▶ [TASK PROMPT] Begin with the line containing "of the woman" and copy each line exactly through the last line of the entries, inclusive.

Referring expression pointing data:
=====
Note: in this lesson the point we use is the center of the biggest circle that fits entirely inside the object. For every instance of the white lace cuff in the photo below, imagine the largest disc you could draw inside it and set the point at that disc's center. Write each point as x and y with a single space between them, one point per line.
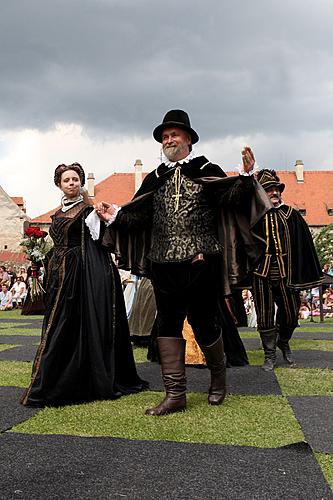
93 222
114 216
241 171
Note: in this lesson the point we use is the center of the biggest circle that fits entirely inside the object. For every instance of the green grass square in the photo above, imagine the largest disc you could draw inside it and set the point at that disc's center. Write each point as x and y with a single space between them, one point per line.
241 420
305 381
15 373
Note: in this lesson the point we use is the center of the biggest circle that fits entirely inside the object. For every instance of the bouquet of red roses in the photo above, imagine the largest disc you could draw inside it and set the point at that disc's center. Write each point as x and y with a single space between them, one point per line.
35 244
35 248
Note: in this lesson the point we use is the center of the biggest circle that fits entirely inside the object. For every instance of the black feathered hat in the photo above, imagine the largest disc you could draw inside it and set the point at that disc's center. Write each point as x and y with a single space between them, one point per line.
176 118
268 178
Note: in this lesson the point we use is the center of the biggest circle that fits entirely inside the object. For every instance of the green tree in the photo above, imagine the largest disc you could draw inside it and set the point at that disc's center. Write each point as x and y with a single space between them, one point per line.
324 244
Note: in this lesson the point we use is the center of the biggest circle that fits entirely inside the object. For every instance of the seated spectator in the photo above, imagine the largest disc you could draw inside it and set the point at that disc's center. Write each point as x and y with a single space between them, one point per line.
328 298
304 312
11 275
5 299
19 292
23 273
4 277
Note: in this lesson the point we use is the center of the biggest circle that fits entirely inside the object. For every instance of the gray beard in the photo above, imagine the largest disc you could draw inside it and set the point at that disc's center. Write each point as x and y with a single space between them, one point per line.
172 152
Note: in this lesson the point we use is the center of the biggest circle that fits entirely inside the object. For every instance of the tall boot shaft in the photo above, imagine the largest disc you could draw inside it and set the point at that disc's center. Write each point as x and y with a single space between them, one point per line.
172 356
268 339
284 334
214 355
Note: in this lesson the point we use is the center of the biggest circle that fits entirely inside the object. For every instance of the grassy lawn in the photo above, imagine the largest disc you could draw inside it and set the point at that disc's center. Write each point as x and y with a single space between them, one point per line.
16 314
4 347
15 373
305 381
241 420
27 332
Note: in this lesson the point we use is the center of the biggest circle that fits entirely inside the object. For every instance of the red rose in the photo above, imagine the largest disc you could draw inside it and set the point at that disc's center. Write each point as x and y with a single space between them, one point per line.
38 233
30 231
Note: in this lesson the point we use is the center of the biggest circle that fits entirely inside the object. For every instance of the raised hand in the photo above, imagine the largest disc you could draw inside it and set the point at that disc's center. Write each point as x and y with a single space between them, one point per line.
248 159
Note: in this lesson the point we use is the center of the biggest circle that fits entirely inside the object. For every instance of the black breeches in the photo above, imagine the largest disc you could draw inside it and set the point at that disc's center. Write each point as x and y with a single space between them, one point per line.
188 290
266 294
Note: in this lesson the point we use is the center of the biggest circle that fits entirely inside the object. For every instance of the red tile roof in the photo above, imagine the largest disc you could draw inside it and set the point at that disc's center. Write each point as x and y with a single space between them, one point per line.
315 194
13 257
18 200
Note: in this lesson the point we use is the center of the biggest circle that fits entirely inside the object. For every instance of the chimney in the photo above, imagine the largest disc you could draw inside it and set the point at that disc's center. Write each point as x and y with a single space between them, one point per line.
299 170
91 185
138 174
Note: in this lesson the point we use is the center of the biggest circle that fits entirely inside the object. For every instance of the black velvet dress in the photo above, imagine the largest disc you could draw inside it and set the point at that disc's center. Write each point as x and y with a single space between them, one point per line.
85 351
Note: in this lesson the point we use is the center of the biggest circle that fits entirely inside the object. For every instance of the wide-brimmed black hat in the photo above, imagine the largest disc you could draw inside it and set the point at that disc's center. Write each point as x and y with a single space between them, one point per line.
268 178
175 118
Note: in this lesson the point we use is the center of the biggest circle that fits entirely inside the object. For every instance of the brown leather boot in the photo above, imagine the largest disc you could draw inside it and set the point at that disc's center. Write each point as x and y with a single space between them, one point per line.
284 334
268 339
214 355
172 356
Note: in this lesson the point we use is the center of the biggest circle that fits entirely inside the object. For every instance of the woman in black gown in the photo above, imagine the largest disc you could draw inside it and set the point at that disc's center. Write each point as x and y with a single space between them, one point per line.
85 351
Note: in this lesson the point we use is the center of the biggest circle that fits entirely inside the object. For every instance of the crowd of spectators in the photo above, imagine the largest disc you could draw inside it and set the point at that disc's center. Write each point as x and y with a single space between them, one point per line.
14 286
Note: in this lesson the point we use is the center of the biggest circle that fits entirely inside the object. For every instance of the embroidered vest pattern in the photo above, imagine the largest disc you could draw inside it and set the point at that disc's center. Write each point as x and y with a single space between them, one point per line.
183 221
=====
▶ [TASK SOLUTION]
Note: in this lesson the point we use is the center of the biggest circle that fits entirely inside the object. For every instance of the woman in black gown in the photo above, imagine the largest disc you could draw inside it and set the point at that disc's center. Write each point as x and y with a single space between them, one point per line.
85 351
Note: in this lesson the point we use is the center of the biggest circle that fits entirely inside the object. For every instance of the crowd of spectators in the photo above, imagine the largest disc you could draw inside it and set the point at that disc's center. Write each point as x and y with a single space between them, one point per line.
14 286
Note: in this lesson the point we use is the center of the biggest circle that fits entirely inside the object. For every instance of the embroidered vest pattern in the photo above, imagine the largest disc you could draw inside it and set the point at that disc's center. Write each point as x and y with a single space between them, one point per line.
183 221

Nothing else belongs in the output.